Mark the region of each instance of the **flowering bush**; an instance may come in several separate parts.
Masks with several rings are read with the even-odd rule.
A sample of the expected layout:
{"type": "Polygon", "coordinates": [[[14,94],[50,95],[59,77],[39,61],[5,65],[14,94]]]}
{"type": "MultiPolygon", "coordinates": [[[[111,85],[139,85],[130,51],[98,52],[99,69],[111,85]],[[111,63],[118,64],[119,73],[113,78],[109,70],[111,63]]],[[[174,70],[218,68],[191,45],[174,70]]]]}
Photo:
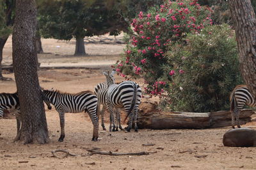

^^^^

### WORK TO COMPLETE:
Render the lines of the records above as a Markdown table with the columns Row and Line, numbering each row and omitting blank lines. Leave the pictures out of the table.

### SOLUTION TO THIS EXERCISE:
| Row | Line |
|---|---|
| 1 | Mark the region of each instance of the **flowering bush**; an instance may come in several separate parts. |
| 2 | Masks with several rings are read with the even-odd rule. |
| 3 | A sample of the expected layout: |
| 4 | {"type": "Polygon", "coordinates": [[[14,94],[50,95],[59,77],[39,61],[5,65],[14,94]]]} |
| 5 | {"type": "MultiPolygon", "coordinates": [[[[111,85],[139,85],[130,51],[98,52],[99,69],[111,85]],[[111,63],[118,64],[119,73],[113,78],[109,70],[111,63]]],[[[174,70],[218,68],[191,45],[174,70]]]]} |
| 6 | Photo: |